### SUPPLIED TEXT
Does Wolfram still hold the views in the letter? How does he respond to his colleague and the court? Wolfram has not told us. Yet, V & E's counsel continues to distribute the original letter in support of its contention that the firm was blameless.

C. Academic Responsibility

When academic professionals give quasi-third-party opinions, they raise issues of academic as well as professional responsibility.

University policies typically require both candor and openness with respect to academic work. (58) Recent discussion has treated as especially sensitive situations in which outside funders with a private stake in a subject exert control over disclosure. (59)

However, the issues raised by quasi-third-party opinions do not fall squarely within typical current research policy norms. Norms with respect to candor typically apply to university faculty in any conduct in which their University affiliation is salient. For example, Stanford's policy on research "misconduct" applies "where a Stanford appointment or official affiliation is claimed, cited or implied in connection with the research." (60) But the most common concerns with quasi-third-party opinions involve secrecy, and university secrecy norms typically apply to conduct within the university, not to outside work. Stanford s presumptive prohibition against secrecy applies to research "conducted at Stanford." (61)

Nevertheless, the concerns of anti-secrecy norms are pertinent to quasi-third-party opinion practice, whether or not we deem this practice to occur "at" the university. Third-party opinion practice often gives individuals with private stakes in the issues significant control over the expression and disclosure of the academic's views. Moreover, these views and the work on which they are based significantly implicate the academic's institution. The implication arises because the client, in disseminating the views, invariably invokes the expert's university affiliation and because the third-party effect of the views depends, often heavily, on the university's reputation for impartiality and reliability.

### GIVEN INFORMATION

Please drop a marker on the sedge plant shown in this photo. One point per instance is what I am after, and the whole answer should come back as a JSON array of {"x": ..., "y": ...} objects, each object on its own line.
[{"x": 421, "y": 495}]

### EXERCISES
1. Retype part of the passage on academic responsibility word for word. Begin at the words that have "C. Academic Responsibility" and stop after "over disclosure. (59)".
2. In the passage on academic responsibility, what research does Stanford's presumptive prohibition against secrecy cover?
3. Proceed with the passage on academic responsibility, picking up after its final sentence.
The listing has no connection to the passage on academic responsibility.

### EXPECTED ANSWERS
1.
C. Academic Responsibility

When academic professionals give quasi-third-party opinions, they raise issues of academic as well as professional responsibility.

University policies typically require both candor and openness with respect to academic work. (58) Recent discussion has treated as especially sensitive situations in which outside funders with a private stake in a subject exert control over disclosure. (59)

2. It covers research "conducted at Stanford."

3.
For an illustration of the problem, consider Geoffrey Hazard's role in the Kaye Scholer affair. (62) In 1992, the Office of Thrift Supervision (OTS) brought charges of unprofessional conduct against the Kaye Scholer law firm in connection with its representation of Lincoln Savings & Loan, which had undergone one of the more spectacular failures in the Savings & Loan crisis. The charges were never officially resolved on the merits; Kaye Scholer settled the case without conceding wrongdoing. Much of the organized bar rallied around Kaye Scholer, and while sympathy has been expressed for the charges by academics and journalists, the dominant impression among practitioners is probably that they were unfair.

After the charges were announced, Kaye Scholer launched a public relations campaign in which an early move was the release of a twenty-two-page statement purporting to summarize the opinion of "Professor Geoffrey C. Hazard, Jr., of the Yale Law School, the nation's foremost authority on legal ethics." The opinion was drafted to convey a general endorsement of Kaye Scholer's conduct without acknowledging or engaging the specifics of any of the OTS charges. In particular, the opinion adopted the central line of Kaye Scholer's campaign, which was to mischaracterize the OTS charges as based on claims of failure to disclose information about client wrongdoing. Thus, the statement repeatedly asserted anodyne propositions such as "Kaye Scholer did not have a duty to disclose weaknesses in Lincoln's position." (63) In fact, not one of the many charges was based on failure to disclose; all the charges concerning deceit alleged active participation by the firm in the client's misconduct. The statement concluded that "in the conduct described above, Kaye Scholer did not violate existing standards of ethical conduct." (64) Yet, virtually none of the conduct OTS alleged had been "described above." (65)

Hazard's opinion has been widely cited by Kaye Scholer's many defenders. (66) Yet, Hazard has indicated repeatedly but vaguely that the opinion may not represent his views. (67) When I suggested that Hazard had a duty as an academic to clarify his views and respond to criticisms, or at least to correct the client's mischaracterizations of his views, he denied that he had any such duty, offering as explanation only that there was "no authority" saying that he did. (68)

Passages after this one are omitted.